Work instructions ▸
The lines from the top of the data down to the line with "[locate] vegetation (one" should be repeated exactly, both ends included.

Data provided ▸
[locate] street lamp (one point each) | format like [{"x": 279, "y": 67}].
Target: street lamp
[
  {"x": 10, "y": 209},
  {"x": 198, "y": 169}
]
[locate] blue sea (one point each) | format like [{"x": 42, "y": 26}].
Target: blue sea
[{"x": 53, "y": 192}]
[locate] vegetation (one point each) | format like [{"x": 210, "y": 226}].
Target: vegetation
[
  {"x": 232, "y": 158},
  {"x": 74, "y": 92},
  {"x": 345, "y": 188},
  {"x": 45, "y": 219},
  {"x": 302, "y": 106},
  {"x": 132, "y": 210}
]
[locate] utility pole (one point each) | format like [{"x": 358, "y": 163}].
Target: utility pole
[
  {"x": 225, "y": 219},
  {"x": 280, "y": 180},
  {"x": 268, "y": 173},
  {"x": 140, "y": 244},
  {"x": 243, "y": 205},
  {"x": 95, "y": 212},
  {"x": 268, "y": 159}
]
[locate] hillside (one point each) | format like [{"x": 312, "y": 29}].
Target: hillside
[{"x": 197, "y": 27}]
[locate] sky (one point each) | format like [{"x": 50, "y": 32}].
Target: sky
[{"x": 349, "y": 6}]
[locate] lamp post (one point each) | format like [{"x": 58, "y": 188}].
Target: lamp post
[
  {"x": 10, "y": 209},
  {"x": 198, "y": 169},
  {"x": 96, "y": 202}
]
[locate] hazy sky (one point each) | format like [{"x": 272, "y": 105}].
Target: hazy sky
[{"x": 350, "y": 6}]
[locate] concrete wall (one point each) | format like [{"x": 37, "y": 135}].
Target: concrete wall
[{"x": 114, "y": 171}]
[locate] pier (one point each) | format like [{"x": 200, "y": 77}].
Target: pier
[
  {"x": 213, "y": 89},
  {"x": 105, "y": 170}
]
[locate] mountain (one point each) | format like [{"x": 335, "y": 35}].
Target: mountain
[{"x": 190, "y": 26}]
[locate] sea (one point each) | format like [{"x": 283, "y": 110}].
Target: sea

Result for this task ▸
[locate] street lamp (one point each) | format like [{"x": 279, "y": 67}].
Target: street lamp
[
  {"x": 10, "y": 209},
  {"x": 198, "y": 169}
]
[locate] blue sea (one point each) | format like [{"x": 42, "y": 26}].
Target: blue sea
[{"x": 53, "y": 192}]
[locate] vegetation (one point each) | format like [{"x": 210, "y": 226}].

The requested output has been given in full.